_What you have to do_. Would you copy only the lines below, beginning with the one that contains "Mark the sky." and running through the last entry line?

_Recorded information_.
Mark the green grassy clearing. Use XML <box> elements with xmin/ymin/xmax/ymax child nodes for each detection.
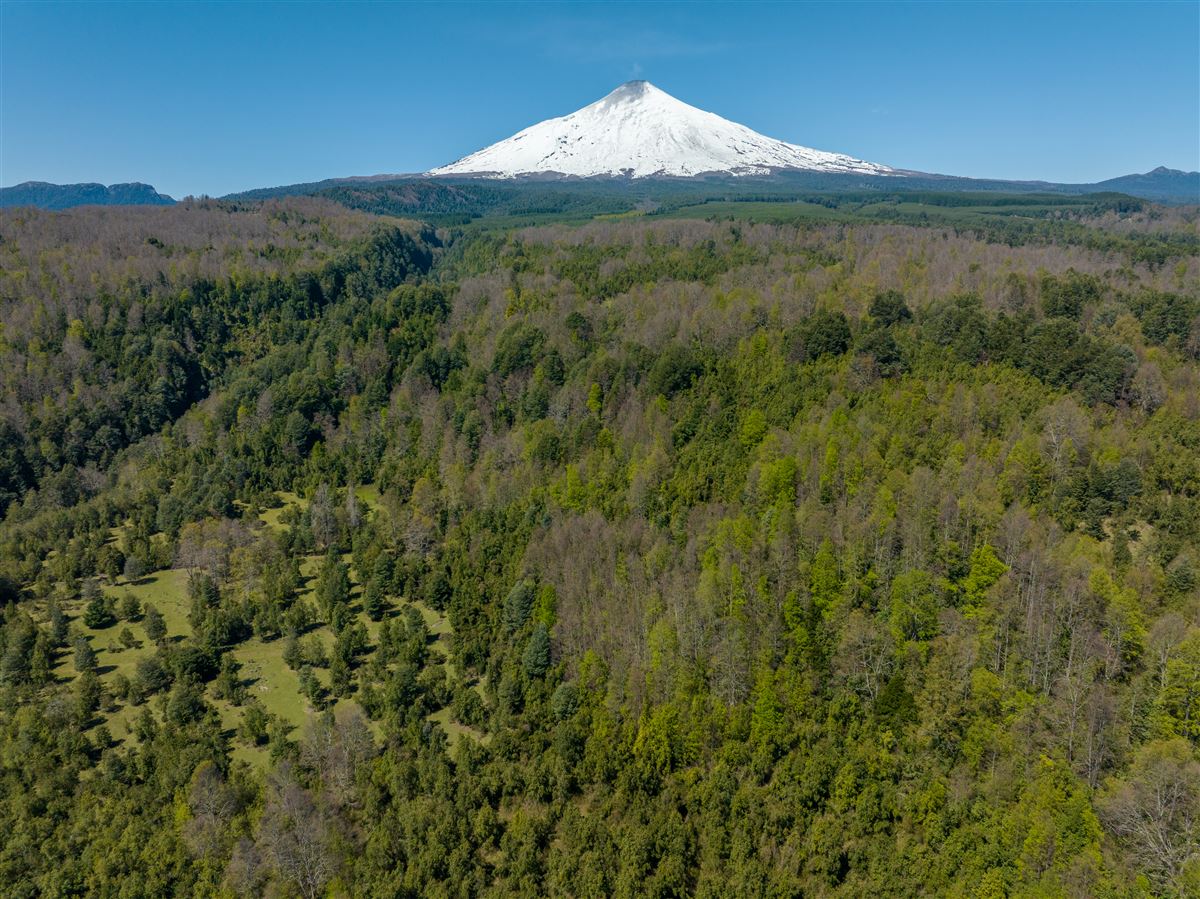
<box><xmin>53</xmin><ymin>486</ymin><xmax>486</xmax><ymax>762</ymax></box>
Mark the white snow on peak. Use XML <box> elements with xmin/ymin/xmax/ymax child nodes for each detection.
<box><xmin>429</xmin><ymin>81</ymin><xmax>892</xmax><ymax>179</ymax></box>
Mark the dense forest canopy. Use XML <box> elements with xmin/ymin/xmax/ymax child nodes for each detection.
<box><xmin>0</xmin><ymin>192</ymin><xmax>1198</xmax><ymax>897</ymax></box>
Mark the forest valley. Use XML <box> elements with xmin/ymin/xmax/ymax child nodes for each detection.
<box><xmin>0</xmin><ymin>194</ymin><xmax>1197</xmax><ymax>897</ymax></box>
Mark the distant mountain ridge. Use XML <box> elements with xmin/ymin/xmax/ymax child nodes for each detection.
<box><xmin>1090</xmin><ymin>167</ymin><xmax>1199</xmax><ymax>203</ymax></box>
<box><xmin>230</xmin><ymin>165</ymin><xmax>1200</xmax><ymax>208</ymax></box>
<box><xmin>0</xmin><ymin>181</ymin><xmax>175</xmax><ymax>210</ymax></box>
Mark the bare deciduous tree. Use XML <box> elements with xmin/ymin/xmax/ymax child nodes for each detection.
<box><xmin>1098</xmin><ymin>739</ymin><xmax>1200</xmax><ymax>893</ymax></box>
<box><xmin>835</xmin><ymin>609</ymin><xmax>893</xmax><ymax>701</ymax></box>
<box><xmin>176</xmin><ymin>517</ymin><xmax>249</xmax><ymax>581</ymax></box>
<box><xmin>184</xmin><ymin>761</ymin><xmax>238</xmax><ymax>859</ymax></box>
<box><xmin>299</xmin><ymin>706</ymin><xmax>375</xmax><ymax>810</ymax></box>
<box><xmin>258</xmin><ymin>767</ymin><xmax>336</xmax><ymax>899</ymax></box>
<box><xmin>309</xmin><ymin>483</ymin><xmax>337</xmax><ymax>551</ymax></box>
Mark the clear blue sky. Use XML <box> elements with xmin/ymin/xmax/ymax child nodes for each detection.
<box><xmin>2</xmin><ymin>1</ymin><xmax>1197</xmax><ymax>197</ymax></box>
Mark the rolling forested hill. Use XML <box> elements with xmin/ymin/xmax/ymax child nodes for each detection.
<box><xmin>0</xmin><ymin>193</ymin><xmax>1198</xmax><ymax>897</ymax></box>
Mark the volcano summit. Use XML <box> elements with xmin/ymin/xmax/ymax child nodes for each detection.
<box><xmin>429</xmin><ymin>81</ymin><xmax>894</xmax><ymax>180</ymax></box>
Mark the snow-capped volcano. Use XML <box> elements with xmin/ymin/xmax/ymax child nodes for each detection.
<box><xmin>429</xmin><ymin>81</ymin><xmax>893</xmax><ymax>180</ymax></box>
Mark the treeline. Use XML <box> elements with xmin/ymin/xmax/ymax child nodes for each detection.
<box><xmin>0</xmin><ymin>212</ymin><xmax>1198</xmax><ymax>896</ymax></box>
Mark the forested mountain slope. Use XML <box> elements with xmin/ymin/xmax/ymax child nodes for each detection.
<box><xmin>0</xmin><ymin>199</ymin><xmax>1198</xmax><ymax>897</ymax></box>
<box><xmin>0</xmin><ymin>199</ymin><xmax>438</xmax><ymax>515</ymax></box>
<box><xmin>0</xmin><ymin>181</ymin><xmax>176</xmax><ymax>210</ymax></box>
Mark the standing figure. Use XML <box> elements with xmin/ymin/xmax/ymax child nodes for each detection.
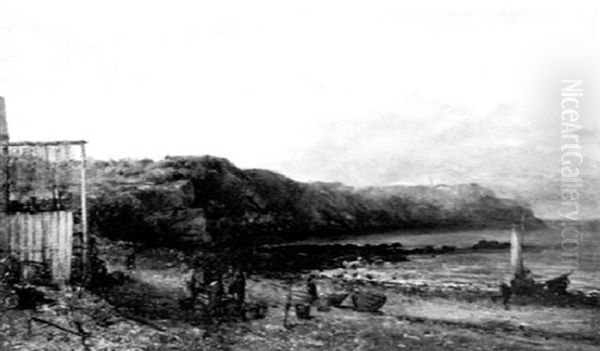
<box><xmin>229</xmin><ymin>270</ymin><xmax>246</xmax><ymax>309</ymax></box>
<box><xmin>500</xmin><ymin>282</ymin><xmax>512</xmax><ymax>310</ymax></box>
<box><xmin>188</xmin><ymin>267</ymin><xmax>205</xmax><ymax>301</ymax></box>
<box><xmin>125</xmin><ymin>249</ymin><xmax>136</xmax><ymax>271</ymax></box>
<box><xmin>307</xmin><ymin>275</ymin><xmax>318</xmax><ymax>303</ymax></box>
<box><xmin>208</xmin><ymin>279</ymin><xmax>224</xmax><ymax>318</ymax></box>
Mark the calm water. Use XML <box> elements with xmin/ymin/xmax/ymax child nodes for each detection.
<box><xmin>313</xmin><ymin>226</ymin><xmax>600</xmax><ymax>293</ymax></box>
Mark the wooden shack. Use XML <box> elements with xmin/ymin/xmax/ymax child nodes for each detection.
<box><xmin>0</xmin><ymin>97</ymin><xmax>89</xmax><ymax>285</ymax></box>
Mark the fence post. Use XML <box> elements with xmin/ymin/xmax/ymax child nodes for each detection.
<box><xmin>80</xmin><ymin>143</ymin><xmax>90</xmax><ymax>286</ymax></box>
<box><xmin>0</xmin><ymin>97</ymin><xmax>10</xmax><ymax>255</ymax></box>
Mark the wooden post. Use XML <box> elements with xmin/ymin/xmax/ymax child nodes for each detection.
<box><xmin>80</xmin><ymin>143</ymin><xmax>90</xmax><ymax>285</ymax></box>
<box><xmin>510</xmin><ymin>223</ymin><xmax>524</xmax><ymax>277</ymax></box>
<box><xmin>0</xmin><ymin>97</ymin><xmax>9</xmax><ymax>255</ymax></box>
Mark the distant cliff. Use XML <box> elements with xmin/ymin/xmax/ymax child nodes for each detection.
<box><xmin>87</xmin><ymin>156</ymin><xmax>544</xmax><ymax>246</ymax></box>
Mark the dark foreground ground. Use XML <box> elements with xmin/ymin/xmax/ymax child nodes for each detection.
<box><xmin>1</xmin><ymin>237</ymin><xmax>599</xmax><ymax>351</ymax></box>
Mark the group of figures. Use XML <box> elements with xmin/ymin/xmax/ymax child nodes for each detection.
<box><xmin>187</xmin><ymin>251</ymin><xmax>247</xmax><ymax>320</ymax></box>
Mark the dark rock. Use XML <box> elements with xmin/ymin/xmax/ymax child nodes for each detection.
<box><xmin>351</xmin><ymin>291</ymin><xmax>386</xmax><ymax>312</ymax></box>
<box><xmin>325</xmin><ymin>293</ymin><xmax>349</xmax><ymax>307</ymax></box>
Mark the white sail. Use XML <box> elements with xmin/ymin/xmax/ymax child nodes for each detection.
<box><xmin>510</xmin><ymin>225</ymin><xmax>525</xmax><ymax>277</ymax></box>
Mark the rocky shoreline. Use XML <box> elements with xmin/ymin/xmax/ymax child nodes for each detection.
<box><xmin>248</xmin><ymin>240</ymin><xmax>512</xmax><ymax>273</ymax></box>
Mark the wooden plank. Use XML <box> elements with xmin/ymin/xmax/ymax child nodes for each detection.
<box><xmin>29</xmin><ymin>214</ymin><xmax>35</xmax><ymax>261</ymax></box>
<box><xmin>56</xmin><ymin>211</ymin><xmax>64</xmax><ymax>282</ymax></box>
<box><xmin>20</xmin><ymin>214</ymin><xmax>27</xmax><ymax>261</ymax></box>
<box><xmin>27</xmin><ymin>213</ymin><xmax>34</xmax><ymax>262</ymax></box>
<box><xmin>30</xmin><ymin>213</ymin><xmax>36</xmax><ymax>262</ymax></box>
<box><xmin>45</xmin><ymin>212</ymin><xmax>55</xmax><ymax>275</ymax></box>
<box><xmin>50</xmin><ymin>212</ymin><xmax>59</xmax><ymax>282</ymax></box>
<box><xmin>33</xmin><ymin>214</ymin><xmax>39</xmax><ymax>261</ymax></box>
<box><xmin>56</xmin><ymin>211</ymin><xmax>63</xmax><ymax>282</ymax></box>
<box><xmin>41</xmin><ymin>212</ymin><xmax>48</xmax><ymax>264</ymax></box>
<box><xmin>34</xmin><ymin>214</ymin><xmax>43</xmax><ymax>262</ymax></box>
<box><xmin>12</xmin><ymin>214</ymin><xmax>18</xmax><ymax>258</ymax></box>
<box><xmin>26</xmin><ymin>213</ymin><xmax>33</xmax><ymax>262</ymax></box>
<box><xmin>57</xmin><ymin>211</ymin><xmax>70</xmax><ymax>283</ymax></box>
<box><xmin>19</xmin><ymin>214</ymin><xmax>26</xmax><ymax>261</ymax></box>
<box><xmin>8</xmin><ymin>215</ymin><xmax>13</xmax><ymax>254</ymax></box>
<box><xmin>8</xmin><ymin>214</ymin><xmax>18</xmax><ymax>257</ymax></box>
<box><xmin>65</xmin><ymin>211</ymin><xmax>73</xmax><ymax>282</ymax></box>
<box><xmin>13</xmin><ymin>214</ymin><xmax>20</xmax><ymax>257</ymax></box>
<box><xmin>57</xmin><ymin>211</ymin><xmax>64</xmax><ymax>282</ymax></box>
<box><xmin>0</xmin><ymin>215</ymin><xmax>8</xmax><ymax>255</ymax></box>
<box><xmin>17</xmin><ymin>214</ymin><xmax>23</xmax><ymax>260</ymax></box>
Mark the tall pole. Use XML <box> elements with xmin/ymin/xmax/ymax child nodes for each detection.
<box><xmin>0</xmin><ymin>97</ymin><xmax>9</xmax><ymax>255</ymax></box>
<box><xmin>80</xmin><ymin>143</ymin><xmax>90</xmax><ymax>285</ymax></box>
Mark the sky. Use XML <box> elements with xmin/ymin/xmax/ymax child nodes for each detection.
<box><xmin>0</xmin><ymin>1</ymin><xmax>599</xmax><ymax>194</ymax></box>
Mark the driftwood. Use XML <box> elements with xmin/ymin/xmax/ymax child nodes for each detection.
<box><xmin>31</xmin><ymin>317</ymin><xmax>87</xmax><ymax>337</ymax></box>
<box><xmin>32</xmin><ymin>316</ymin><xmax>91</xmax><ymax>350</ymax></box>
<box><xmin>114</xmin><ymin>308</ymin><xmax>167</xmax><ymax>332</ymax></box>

_Solution to this task_.
Mark the sky. Use XML <box> elements with xmin/ymin/xmax/ymax child nodes for each detection.
<box><xmin>0</xmin><ymin>1</ymin><xmax>599</xmax><ymax>194</ymax></box>
Mark the driftwood. Use XML <box> elements with xmin/ymin/xmax/ymax child nodes for each detection.
<box><xmin>31</xmin><ymin>317</ymin><xmax>87</xmax><ymax>337</ymax></box>
<box><xmin>32</xmin><ymin>316</ymin><xmax>91</xmax><ymax>350</ymax></box>
<box><xmin>114</xmin><ymin>308</ymin><xmax>167</xmax><ymax>332</ymax></box>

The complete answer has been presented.